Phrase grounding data

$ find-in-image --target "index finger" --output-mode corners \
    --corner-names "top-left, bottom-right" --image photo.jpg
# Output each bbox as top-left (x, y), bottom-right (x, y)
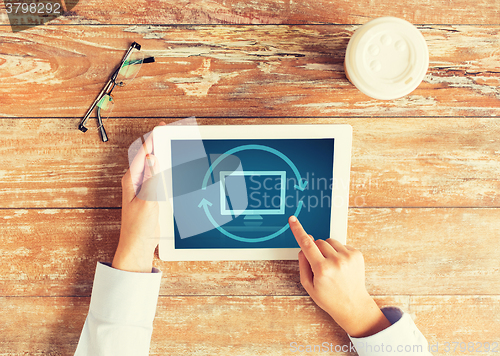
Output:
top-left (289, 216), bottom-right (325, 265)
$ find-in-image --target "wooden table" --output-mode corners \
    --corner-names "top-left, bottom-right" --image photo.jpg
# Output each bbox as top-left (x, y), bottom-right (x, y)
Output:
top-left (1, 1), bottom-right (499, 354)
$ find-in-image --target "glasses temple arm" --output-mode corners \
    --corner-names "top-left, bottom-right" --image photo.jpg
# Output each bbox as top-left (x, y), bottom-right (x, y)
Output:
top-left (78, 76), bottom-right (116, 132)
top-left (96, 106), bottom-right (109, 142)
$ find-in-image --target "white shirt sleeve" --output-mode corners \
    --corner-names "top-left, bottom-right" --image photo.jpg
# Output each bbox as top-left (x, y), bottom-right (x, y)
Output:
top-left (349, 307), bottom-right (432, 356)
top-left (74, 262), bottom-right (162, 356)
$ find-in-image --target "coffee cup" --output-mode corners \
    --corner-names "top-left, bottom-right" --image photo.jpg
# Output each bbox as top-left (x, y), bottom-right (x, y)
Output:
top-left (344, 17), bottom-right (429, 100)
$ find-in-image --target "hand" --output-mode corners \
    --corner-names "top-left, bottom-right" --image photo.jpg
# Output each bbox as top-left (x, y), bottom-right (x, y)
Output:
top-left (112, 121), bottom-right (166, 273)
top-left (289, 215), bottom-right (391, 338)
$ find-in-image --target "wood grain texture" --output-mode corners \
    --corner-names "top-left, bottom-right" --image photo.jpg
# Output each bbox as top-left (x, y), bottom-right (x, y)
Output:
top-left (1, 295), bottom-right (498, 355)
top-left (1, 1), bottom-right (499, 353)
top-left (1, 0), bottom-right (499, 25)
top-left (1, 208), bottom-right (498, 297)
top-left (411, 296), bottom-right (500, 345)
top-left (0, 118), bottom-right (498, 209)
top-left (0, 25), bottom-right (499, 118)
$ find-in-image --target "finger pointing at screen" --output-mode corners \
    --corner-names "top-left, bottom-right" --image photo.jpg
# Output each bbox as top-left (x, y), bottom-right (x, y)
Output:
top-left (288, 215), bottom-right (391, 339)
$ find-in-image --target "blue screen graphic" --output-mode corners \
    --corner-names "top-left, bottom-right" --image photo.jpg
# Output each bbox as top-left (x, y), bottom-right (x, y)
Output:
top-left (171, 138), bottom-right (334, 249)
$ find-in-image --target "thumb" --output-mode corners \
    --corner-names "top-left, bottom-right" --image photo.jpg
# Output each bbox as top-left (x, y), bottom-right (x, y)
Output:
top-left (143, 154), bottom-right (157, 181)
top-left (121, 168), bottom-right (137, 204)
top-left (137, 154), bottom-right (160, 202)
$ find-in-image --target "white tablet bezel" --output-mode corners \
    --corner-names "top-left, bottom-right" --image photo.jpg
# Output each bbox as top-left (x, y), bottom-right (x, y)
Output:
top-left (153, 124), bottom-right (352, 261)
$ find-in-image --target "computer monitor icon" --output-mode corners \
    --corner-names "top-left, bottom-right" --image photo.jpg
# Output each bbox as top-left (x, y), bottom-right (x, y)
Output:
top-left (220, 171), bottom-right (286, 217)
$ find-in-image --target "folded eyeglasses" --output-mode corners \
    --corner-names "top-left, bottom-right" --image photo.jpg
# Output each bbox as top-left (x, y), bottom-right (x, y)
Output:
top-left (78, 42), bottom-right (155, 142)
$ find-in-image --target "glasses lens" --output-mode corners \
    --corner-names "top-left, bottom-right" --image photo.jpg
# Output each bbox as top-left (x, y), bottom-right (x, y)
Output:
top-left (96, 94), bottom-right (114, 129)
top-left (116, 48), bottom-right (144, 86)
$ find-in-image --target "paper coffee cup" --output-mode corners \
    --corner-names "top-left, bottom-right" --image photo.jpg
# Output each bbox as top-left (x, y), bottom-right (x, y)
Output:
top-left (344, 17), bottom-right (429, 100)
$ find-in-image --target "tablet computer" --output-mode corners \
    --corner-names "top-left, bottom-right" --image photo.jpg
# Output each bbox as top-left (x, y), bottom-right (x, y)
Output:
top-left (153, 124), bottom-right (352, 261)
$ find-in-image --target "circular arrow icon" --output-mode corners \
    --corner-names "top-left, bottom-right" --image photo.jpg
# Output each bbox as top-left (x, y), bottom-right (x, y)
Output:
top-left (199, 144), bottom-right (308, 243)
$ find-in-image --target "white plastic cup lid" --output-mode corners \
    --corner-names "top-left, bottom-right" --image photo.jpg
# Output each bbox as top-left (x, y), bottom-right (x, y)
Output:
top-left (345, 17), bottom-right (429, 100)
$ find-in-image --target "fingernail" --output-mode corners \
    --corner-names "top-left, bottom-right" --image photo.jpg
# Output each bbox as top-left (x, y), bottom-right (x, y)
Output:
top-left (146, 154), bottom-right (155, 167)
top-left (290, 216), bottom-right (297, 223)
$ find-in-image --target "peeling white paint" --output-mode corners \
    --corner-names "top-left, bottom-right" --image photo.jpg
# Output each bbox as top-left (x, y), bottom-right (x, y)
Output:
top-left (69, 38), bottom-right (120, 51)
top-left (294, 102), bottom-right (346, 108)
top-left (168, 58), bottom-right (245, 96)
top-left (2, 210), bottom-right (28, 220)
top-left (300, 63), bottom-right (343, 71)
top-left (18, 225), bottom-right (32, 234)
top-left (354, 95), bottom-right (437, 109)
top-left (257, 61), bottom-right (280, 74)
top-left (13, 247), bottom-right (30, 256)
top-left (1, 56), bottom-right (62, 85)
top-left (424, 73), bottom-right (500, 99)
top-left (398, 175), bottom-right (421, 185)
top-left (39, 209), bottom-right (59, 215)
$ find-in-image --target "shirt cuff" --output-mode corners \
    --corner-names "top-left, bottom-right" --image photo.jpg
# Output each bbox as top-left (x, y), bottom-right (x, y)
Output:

# [PROBLEM STATEMENT]
Reproduce the records above exactly, leaving out every picture they contain.

# [ANSWER TO THE PROBLEM]
$ find-in-image --target "index finger" --output-mode corners \
    --corner-names "top-left, bottom-right" --image photo.jpg
# Output each bbox as top-left (x, y), bottom-right (x, y)
Output:
top-left (289, 216), bottom-right (325, 265)
$ find-in-image --target "wooden table" --output-mode corners \
    --corner-names "top-left, bottom-right" --image photo.jpg
# Output each bbox as top-left (x, y), bottom-right (x, y)
Output:
top-left (1, 1), bottom-right (499, 354)
$ find-in-image --target "glasses temple arm" --output-mode corners \
    --corner-names "top-left, bottom-right" --image photo.jpg
# Output each bbox as top-left (x, y), bottom-right (x, y)
Output:
top-left (78, 76), bottom-right (116, 132)
top-left (96, 106), bottom-right (109, 142)
$ find-in-image --target "white shirt sleeve" --output-mode corners \
    --corner-names "top-left, bottom-right" --image photo.jpg
# Output each bbox as top-left (x, y), bottom-right (x, y)
Output:
top-left (349, 307), bottom-right (432, 356)
top-left (74, 262), bottom-right (162, 356)
$ find-in-image --target "coffee cup" --output-mode corners \
    --corner-names "top-left, bottom-right" --image photo.jpg
# Output each bbox as top-left (x, y), bottom-right (x, y)
Output:
top-left (344, 17), bottom-right (429, 100)
$ find-in-image --target "hand" --output-mode corners \
    --corner-names "top-left, bottom-right" --image photo.jpg
# Output each bbox as top-left (x, y), bottom-right (x, y)
Output:
top-left (112, 121), bottom-right (166, 273)
top-left (289, 215), bottom-right (391, 338)
$ find-in-image --target "wood grain texture" --output-mode corners \
    --corner-names "top-left, bottom-right" --image photo.jpg
# Output each bbox as top-left (x, y), bottom-right (x, y)
Output:
top-left (1, 295), bottom-right (498, 355)
top-left (1, 1), bottom-right (499, 353)
top-left (1, 0), bottom-right (499, 25)
top-left (1, 208), bottom-right (498, 297)
top-left (411, 296), bottom-right (500, 345)
top-left (0, 118), bottom-right (498, 209)
top-left (0, 25), bottom-right (499, 118)
$ find-in-image --target "finger pointing at screen" --output-mode corners \
    --corner-names "top-left, bottom-right" --image photo.jpg
# Output each bbox as top-left (x, y), bottom-right (x, y)
Output:
top-left (288, 215), bottom-right (391, 339)
$ find-in-image --target "blue screen graphic" --output-mode corners \
    --corner-names "top-left, bottom-right" --image photo.jpg
# Output each bbox as top-left (x, y), bottom-right (x, y)
Output:
top-left (171, 138), bottom-right (334, 249)
$ find-in-image --target "thumb" --output-mode corners \
    --corner-names "top-left, bottom-right" --image photo.jpg
# Output each bbox as top-left (x, y), bottom-right (x, y)
Output:
top-left (143, 154), bottom-right (157, 181)
top-left (121, 168), bottom-right (137, 204)
top-left (137, 154), bottom-right (160, 202)
$ find-in-image --target "white tablet bezel" --output-mode corners \
    --corner-names "top-left, bottom-right" --image photo.jpg
# Output each bbox as top-left (x, y), bottom-right (x, y)
Output:
top-left (153, 124), bottom-right (352, 261)
$ find-in-image --target "computer monitor icon" --output-mode corners \
    --corner-names "top-left, bottom-right" --image photo.jpg
# Output each bbox as top-left (x, y), bottom-right (x, y)
Output:
top-left (220, 171), bottom-right (286, 217)
$ find-in-image --target "folded eyeglasses" --output-mode corners \
    --corner-names "top-left, bottom-right" --image photo.jpg
# Output each bbox as top-left (x, y), bottom-right (x, y)
Output:
top-left (78, 42), bottom-right (155, 142)
$ find-in-image --target "glasses lens" --output-mode corners \
    --corner-names "top-left, bottom-right" --image photo.jpg
# Output each bbox as top-left (x, y), bottom-right (x, y)
Output:
top-left (96, 94), bottom-right (114, 129)
top-left (116, 48), bottom-right (144, 86)
$ find-in-image --target "paper coffee cup" --output-mode corners \
    --corner-names "top-left, bottom-right" --image photo.jpg
# Output each bbox as top-left (x, y), bottom-right (x, y)
Output:
top-left (344, 17), bottom-right (429, 100)
$ find-in-image --target "tablet computer" --output-mode corners \
    --corner-names "top-left, bottom-right" --image photo.jpg
# Output each bbox as top-left (x, y), bottom-right (x, y)
Output:
top-left (153, 124), bottom-right (352, 261)
$ find-in-image --target "circular arrow icon" --output-mode corners \
    --corner-names "top-left, bottom-right" --image photo.jpg
# Output each bbox as top-left (x, y), bottom-right (x, y)
Output:
top-left (199, 144), bottom-right (308, 243)
$ find-in-image --target "white plastic cup lid" --output-mode corners \
    --corner-names "top-left, bottom-right" --image photo.jpg
# Output each bbox as top-left (x, y), bottom-right (x, y)
Output:
top-left (345, 17), bottom-right (429, 100)
$ find-in-image --target "fingernail" --output-mode corners \
    --corner-names "top-left, bottom-right" --image photo.jpg
# Output each bbox as top-left (x, y), bottom-right (x, y)
Output:
top-left (146, 154), bottom-right (155, 167)
top-left (290, 216), bottom-right (297, 223)
$ find-in-image --target "peeling white paint" --output-mode corners \
    --corner-names "top-left, bottom-right" --image photo.jpg
# Output each bbox as top-left (x, y), bottom-right (x, y)
Output:
top-left (69, 38), bottom-right (120, 51)
top-left (294, 102), bottom-right (346, 108)
top-left (168, 58), bottom-right (245, 96)
top-left (2, 210), bottom-right (28, 220)
top-left (300, 63), bottom-right (343, 71)
top-left (18, 225), bottom-right (32, 234)
top-left (354, 95), bottom-right (437, 109)
top-left (257, 61), bottom-right (280, 74)
top-left (13, 247), bottom-right (30, 256)
top-left (1, 56), bottom-right (62, 85)
top-left (424, 73), bottom-right (500, 99)
top-left (398, 175), bottom-right (421, 185)
top-left (39, 209), bottom-right (59, 215)
$ find-in-image --target "shirt cuff" --output-mode corners \
    --corner-names "top-left, bottom-right" --image photo.jpg
# Output each bbox as top-left (x, y), bottom-right (x, y)
Output:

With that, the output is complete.